_Set task:_ Swap "thin twig" for "slender twig" in the part that opens with the line containing "Draw the outline of every instance of the thin" and closes with the line containing "10 896 L 11". Reproduce only those lines, with nothing else changed.

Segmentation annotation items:
"""

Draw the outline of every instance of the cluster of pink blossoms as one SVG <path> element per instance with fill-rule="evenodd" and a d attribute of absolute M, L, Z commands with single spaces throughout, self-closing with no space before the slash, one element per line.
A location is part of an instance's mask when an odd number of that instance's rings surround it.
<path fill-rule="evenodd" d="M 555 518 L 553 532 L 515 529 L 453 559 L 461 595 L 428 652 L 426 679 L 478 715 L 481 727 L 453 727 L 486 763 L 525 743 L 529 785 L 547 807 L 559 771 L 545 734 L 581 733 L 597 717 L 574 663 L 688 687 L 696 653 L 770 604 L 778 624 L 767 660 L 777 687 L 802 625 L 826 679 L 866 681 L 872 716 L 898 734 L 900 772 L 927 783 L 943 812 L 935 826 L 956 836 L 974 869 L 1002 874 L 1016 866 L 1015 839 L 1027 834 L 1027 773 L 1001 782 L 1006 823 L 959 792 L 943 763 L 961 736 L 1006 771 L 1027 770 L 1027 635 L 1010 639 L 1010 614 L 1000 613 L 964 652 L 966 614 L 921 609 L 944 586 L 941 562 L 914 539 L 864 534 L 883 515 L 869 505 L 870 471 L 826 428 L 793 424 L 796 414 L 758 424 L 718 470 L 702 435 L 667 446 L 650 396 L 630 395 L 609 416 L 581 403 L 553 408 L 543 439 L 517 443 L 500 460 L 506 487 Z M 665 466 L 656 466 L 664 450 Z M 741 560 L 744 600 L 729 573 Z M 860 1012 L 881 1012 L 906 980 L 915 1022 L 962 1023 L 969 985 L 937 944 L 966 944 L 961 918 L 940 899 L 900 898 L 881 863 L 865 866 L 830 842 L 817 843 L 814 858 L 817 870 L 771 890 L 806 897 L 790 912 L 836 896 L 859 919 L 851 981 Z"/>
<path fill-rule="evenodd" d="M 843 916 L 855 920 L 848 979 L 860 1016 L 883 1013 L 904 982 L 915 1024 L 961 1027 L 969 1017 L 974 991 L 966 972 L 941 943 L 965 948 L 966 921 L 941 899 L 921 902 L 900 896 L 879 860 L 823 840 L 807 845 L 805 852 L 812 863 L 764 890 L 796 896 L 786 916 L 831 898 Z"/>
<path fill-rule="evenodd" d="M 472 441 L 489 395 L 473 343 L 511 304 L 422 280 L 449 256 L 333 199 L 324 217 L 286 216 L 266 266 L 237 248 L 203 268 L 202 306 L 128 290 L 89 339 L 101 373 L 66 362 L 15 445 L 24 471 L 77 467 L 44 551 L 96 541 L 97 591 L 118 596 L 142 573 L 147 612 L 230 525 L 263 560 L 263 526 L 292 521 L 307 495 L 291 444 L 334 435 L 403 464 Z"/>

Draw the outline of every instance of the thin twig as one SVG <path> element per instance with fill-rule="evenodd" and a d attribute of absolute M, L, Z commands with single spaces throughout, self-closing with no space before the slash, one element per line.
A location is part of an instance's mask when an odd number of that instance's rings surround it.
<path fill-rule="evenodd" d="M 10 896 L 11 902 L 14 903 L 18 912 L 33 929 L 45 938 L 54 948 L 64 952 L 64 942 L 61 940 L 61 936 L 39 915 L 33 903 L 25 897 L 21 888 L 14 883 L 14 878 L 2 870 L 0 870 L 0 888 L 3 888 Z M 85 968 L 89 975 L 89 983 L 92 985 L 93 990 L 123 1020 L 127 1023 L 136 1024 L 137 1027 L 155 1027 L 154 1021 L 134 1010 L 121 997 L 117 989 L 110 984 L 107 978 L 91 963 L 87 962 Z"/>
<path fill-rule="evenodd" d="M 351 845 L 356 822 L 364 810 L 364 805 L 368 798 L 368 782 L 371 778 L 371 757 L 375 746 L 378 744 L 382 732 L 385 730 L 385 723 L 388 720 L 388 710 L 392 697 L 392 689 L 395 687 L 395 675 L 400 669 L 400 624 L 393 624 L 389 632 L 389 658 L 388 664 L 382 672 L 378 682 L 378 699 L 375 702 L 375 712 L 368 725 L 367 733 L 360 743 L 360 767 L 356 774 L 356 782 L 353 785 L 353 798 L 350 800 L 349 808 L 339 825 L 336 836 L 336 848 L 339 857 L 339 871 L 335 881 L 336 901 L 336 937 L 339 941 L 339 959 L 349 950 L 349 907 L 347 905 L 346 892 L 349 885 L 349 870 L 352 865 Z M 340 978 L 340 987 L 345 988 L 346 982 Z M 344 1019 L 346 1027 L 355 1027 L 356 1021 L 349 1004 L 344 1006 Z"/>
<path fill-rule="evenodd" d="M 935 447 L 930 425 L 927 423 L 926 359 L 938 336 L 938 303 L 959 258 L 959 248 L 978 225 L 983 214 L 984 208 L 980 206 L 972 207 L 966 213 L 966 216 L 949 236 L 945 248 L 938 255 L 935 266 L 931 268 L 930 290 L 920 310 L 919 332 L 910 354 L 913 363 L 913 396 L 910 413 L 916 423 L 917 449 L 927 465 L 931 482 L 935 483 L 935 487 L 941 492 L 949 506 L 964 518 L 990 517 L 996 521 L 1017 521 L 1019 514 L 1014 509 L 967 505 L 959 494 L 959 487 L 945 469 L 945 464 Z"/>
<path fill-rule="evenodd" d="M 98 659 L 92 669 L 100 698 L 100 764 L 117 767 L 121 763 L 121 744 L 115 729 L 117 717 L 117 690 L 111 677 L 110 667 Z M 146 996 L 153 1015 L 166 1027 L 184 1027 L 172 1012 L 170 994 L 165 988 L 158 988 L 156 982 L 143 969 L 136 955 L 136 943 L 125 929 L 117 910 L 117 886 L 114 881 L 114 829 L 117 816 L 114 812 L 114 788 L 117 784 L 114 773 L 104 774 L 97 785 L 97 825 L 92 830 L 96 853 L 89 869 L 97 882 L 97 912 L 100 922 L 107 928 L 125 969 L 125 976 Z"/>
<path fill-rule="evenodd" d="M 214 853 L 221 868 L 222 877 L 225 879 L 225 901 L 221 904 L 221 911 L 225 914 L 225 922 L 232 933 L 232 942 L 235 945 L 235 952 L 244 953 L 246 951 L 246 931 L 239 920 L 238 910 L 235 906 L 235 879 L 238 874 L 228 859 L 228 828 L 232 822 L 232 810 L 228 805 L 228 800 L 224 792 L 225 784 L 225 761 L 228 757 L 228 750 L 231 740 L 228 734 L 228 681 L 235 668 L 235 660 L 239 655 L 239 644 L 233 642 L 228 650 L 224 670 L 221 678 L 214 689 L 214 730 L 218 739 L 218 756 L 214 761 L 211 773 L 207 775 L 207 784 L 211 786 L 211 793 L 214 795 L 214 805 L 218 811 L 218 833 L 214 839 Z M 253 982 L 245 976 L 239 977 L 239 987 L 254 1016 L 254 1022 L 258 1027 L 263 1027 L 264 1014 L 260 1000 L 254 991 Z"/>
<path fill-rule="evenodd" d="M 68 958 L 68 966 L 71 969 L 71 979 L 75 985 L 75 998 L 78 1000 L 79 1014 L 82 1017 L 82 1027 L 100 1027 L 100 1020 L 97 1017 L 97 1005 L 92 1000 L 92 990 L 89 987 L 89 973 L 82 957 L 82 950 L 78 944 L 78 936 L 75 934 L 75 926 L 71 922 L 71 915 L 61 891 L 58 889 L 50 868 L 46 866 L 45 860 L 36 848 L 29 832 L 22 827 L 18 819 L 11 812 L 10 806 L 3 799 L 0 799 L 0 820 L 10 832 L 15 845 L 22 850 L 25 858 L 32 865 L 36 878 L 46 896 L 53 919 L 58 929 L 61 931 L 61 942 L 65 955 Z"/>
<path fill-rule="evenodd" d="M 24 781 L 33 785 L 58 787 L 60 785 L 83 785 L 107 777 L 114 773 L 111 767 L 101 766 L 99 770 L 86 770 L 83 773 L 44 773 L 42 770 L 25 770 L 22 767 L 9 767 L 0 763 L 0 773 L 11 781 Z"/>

"""

_Reply:_
Draw the outline of every instance of the slender twig as one SVG <path> element per instance with fill-rule="evenodd" and a d attribute of absolute M, L, Z commands with single spaces throughout, self-closing with no space before the slash, one element per line.
A location is part of an instance's mask when an odd number of that instance's rings surround it.
<path fill-rule="evenodd" d="M 10 896 L 11 902 L 14 903 L 18 912 L 33 929 L 45 938 L 54 948 L 64 952 L 64 942 L 61 940 L 61 936 L 39 915 L 33 903 L 25 897 L 21 888 L 14 883 L 14 878 L 2 870 L 0 870 L 0 888 L 3 888 Z M 85 968 L 89 975 L 89 983 L 92 985 L 93 990 L 123 1020 L 127 1023 L 136 1024 L 137 1027 L 155 1027 L 154 1021 L 134 1010 L 121 997 L 117 989 L 110 984 L 107 978 L 91 963 L 87 962 Z"/>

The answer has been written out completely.